═══ Dataset excerpts ═══

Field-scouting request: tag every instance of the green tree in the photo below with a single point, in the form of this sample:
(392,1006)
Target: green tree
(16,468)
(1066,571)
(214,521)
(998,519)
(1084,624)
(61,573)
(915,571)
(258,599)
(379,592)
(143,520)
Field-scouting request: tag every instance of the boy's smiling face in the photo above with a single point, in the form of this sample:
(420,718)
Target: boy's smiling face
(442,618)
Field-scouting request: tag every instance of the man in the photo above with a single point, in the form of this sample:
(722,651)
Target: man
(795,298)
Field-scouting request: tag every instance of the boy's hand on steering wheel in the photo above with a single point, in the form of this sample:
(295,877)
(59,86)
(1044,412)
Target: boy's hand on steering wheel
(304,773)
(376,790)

═══
═══ Dataset excerpts ═══

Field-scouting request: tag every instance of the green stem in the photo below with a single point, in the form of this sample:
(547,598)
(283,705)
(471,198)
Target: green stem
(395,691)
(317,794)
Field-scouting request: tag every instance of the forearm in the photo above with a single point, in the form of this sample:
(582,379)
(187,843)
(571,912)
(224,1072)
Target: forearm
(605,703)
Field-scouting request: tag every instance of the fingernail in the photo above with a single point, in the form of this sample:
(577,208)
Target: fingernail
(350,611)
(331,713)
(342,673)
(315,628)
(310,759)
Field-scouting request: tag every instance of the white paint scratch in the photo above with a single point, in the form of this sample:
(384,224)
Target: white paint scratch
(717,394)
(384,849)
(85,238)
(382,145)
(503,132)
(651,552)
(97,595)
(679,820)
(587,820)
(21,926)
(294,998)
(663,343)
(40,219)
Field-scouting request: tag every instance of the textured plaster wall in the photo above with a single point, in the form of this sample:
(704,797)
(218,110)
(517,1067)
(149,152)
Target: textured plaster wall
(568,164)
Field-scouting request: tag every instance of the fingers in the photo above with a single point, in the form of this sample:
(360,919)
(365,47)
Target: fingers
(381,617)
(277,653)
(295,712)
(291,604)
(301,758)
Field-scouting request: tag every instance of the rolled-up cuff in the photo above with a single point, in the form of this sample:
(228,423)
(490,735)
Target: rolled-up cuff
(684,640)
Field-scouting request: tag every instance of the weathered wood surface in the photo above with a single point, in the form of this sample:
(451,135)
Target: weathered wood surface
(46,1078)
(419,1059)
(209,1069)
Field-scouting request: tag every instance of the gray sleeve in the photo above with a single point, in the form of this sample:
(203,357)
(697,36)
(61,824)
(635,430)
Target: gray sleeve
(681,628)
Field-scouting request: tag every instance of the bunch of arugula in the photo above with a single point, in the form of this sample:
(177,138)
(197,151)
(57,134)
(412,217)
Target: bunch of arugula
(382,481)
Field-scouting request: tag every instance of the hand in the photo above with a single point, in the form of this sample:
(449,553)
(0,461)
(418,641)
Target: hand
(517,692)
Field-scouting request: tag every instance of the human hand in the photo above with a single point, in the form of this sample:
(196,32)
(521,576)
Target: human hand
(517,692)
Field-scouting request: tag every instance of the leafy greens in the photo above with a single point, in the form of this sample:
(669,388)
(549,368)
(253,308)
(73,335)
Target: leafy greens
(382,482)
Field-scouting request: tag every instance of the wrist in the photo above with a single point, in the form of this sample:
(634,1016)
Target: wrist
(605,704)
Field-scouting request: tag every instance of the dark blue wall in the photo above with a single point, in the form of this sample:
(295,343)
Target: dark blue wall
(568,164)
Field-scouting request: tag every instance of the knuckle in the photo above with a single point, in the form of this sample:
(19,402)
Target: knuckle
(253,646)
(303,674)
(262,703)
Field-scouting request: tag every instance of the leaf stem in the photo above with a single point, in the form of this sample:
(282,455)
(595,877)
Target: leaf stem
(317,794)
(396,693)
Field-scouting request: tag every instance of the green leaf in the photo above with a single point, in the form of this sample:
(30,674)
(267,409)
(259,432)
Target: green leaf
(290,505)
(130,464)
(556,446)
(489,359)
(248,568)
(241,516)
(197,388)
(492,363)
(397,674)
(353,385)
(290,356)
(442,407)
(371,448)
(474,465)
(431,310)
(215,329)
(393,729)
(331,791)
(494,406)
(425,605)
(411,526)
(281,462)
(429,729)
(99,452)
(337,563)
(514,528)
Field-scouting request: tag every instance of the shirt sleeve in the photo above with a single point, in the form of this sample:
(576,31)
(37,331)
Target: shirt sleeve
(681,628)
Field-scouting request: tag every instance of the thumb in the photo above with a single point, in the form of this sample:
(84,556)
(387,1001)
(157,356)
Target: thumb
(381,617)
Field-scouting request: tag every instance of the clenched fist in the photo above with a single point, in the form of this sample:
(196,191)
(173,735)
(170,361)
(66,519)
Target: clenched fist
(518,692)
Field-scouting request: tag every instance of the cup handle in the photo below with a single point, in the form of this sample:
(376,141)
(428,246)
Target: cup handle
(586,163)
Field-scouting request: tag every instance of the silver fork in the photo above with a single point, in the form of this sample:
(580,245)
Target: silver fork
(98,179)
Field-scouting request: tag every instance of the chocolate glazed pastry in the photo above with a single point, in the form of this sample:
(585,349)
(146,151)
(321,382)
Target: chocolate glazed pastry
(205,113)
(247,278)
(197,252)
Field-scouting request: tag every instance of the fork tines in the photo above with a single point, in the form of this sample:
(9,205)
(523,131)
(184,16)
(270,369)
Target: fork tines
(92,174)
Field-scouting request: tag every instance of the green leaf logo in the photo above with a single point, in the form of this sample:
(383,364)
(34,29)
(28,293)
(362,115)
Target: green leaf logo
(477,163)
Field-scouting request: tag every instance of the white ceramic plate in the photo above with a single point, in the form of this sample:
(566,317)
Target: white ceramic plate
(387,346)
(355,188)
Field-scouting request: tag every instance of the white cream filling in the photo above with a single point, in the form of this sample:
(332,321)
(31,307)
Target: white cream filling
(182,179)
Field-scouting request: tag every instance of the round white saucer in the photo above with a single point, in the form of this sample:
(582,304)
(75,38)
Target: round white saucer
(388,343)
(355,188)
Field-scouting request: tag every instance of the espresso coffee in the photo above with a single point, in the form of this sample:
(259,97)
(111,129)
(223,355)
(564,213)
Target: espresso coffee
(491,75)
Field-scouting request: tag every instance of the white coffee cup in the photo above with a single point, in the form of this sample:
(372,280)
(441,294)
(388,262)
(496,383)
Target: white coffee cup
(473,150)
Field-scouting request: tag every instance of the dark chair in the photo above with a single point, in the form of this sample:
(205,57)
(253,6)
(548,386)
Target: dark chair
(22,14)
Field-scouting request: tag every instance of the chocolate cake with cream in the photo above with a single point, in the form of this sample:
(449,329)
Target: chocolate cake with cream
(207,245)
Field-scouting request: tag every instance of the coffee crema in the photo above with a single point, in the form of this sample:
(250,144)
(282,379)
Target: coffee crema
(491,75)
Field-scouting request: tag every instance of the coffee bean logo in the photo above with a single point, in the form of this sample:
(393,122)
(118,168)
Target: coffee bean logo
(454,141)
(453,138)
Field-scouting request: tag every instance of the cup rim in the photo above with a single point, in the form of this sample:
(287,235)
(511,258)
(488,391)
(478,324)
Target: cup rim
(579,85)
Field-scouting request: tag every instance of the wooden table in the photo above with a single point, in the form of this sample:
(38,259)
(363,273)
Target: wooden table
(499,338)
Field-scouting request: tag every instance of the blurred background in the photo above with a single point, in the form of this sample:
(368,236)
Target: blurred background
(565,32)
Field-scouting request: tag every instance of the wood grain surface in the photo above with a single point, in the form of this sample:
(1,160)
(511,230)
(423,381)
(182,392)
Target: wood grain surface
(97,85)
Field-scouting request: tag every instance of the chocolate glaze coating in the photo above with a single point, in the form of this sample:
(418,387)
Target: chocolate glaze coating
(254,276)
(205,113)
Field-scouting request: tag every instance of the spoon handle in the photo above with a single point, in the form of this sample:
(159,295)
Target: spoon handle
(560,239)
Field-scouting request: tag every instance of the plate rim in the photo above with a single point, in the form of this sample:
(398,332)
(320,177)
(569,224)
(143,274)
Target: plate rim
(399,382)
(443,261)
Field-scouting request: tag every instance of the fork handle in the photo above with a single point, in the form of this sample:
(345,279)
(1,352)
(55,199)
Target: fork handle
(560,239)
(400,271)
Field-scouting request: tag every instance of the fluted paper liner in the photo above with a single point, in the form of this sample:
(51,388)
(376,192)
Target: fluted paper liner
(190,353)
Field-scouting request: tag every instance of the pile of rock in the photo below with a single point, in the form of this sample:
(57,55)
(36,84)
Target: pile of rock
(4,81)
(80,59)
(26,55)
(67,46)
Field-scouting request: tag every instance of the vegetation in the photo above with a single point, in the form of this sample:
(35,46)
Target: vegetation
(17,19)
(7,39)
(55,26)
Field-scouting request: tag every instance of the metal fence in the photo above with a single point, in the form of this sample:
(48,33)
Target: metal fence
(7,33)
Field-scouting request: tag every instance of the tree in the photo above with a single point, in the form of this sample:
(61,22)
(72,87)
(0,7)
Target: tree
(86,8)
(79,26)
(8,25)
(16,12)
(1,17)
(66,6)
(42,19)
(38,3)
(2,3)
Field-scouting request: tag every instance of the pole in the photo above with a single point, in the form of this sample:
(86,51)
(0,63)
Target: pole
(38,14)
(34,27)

═══
═══ Dataset excerpts ═══

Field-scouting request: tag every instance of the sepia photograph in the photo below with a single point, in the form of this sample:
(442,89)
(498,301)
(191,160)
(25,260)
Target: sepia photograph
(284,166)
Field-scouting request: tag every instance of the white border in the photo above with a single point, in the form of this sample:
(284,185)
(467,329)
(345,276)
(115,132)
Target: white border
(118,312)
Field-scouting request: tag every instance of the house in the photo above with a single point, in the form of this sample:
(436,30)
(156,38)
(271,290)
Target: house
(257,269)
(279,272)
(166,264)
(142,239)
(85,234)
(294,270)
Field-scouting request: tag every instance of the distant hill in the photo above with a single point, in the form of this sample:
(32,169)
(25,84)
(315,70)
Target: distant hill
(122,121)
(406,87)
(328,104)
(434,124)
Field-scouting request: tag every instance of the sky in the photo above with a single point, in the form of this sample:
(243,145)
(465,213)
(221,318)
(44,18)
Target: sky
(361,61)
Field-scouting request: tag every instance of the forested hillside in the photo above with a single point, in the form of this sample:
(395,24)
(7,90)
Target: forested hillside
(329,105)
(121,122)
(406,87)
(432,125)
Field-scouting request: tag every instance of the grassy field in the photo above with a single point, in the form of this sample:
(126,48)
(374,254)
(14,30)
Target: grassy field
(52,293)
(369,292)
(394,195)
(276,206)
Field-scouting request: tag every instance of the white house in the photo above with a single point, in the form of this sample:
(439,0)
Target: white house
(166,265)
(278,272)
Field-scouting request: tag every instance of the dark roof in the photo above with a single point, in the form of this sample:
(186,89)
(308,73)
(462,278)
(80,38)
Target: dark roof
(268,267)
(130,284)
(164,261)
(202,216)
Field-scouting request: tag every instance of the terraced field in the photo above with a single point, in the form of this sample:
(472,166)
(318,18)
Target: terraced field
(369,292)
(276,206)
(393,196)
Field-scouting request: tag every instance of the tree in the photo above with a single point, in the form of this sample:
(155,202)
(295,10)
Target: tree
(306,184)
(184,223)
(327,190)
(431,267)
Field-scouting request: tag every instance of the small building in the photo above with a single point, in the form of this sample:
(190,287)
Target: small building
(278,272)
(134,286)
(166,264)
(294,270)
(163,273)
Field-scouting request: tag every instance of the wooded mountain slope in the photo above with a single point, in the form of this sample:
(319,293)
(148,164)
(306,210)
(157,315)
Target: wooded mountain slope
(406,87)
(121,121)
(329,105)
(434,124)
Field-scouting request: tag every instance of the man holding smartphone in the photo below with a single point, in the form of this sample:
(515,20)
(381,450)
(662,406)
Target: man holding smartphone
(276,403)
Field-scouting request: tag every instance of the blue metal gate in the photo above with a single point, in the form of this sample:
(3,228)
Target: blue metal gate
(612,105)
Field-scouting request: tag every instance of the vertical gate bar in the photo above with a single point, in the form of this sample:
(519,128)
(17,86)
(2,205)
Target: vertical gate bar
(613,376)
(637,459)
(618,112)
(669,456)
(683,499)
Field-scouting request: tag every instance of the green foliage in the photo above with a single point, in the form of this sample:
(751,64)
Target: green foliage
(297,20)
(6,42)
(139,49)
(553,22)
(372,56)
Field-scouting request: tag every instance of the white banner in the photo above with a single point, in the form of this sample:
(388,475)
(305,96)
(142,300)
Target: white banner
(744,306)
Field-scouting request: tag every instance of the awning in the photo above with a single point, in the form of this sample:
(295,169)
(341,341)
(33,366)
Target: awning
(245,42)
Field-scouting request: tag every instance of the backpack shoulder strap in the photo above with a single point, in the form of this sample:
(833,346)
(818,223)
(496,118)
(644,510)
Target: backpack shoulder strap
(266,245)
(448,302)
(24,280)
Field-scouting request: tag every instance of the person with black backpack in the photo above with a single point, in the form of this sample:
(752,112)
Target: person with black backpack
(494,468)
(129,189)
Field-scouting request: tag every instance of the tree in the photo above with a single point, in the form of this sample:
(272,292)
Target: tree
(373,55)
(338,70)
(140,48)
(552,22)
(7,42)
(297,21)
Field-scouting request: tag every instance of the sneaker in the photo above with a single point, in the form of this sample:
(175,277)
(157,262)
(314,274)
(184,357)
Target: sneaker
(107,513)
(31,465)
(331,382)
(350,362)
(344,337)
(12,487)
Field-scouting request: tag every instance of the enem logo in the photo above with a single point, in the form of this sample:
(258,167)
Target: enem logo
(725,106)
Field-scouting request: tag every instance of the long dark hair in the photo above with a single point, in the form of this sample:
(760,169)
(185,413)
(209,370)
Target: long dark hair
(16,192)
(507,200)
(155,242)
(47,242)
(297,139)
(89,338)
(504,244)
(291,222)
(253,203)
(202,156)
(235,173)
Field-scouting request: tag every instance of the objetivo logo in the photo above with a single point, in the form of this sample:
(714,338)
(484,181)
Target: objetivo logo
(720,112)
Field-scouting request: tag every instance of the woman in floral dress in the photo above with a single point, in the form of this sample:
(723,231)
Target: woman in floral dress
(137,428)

═══

→ What is asked
List every line of the data above that contains the string "blurred".

→ Solution for this exercise
Field-scouting request: tag every instance of the blurred background in the photo above with a single point, in the form of this sample:
Target: blurred background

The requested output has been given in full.